Exercise objective
Repeat exactly the lines that run from the one containing "the mountain peak." to the end of the data, and leave out all others.

(Location annotation dataset excerpts)
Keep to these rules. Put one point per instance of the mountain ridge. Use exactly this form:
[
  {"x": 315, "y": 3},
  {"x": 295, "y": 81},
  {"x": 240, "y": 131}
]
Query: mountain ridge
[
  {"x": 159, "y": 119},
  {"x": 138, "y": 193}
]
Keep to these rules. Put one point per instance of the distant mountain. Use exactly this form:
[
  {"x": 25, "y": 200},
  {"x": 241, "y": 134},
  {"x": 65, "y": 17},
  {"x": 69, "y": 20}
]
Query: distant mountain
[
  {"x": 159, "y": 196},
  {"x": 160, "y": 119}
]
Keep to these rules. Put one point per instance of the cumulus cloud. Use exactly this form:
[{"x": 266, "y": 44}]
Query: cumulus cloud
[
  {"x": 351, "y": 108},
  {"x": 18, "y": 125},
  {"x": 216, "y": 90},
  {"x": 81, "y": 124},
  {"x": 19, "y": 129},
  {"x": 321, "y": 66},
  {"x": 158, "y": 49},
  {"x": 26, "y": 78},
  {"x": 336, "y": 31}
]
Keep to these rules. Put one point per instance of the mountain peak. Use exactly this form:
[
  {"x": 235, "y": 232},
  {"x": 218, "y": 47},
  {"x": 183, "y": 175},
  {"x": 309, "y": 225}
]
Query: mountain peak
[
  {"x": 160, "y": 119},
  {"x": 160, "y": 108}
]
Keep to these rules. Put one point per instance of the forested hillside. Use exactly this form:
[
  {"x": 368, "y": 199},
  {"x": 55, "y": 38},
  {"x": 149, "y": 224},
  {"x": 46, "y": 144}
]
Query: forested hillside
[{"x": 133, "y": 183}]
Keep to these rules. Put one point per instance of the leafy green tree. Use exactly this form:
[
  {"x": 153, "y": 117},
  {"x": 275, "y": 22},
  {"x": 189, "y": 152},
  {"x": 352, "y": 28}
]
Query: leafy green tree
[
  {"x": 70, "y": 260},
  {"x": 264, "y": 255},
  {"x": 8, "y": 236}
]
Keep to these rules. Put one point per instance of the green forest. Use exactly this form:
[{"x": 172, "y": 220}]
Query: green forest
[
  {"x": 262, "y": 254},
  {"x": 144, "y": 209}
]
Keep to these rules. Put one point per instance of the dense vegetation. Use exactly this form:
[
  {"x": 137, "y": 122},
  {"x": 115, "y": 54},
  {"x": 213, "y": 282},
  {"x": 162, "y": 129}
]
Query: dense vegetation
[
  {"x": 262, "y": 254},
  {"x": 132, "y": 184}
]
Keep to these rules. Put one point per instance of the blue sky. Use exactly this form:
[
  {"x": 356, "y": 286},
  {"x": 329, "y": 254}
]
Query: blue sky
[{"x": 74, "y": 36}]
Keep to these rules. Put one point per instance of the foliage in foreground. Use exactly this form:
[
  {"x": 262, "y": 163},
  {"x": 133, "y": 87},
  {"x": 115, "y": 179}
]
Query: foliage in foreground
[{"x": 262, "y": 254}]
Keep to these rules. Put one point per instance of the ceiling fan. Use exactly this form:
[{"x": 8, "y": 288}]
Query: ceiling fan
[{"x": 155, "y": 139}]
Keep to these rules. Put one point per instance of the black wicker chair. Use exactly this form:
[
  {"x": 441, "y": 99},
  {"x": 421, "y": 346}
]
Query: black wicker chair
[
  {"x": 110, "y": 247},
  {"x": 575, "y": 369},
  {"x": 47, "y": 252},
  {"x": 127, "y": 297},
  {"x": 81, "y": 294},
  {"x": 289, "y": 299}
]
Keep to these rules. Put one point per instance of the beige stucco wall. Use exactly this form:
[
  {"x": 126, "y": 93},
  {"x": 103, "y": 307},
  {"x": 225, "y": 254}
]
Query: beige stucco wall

Exercise output
Keep to these rules. Put one point per instance of the mountain peak. Use exactly this form:
[
  {"x": 235, "y": 232},
  {"x": 218, "y": 47},
  {"x": 183, "y": 175},
  {"x": 309, "y": 225}
]
Query: mountain peak
[
  {"x": 160, "y": 119},
  {"x": 160, "y": 108}
]
Keep to these rules. Put one point per instance of the forested hillside. Use exactly this form:
[
  {"x": 368, "y": 199},
  {"x": 55, "y": 38},
  {"x": 149, "y": 224},
  {"x": 46, "y": 144}
]
Query: forested hillside
[{"x": 133, "y": 183}]
Keep to these rules. Put one point per instance of the leafy green tree. Use exactly this form:
[
  {"x": 153, "y": 117},
  {"x": 275, "y": 22},
  {"x": 189, "y": 152},
  {"x": 352, "y": 28}
]
Query: leafy green tree
[
  {"x": 70, "y": 260},
  {"x": 264, "y": 255},
  {"x": 8, "y": 236}
]
Keep to these rules. Put one point per instance of the green forest. Use exactly this form:
[{"x": 172, "y": 220}]
Query: green forest
[
  {"x": 262, "y": 254},
  {"x": 144, "y": 209}
]
Keep to these rules. Put one point per instance of the dense vegetation. Use exactly this form:
[
  {"x": 137, "y": 122},
  {"x": 115, "y": 54},
  {"x": 213, "y": 282},
  {"x": 162, "y": 129}
]
Query: dense vegetation
[
  {"x": 262, "y": 254},
  {"x": 132, "y": 184}
]
Keep to these rules. Put one point per instance of the blue sky. Use exactly this form:
[
  {"x": 356, "y": 286},
  {"x": 329, "y": 254}
]
Query: blue sky
[{"x": 74, "y": 36}]
Keep to these rules. Put one point per instance of the foliage in foreground. Use exactly this form:
[
  {"x": 262, "y": 163},
  {"x": 133, "y": 87},
  {"x": 115, "y": 179}
]
Query: foliage in foreground
[{"x": 262, "y": 254}]
Keep to these rules. Put one point per instance of the ceiling fan. Use exactly this form:
[{"x": 8, "y": 288}]
Query: ceiling fan
[{"x": 155, "y": 139}]
Keep to these rules. Put one point per instance of the black wicker chair. Use exactly this form:
[
  {"x": 441, "y": 99},
  {"x": 421, "y": 346}
]
Query: black wicker chair
[
  {"x": 110, "y": 247},
  {"x": 575, "y": 369},
  {"x": 47, "y": 252},
  {"x": 127, "y": 297},
  {"x": 81, "y": 294},
  {"x": 289, "y": 299}
]
Keep to these rules. Put one point per instance of the beige stucco wall. Use exactly this form:
[
  {"x": 126, "y": 93},
  {"x": 103, "y": 307},
  {"x": 225, "y": 254}
]
Query: beige stucco wall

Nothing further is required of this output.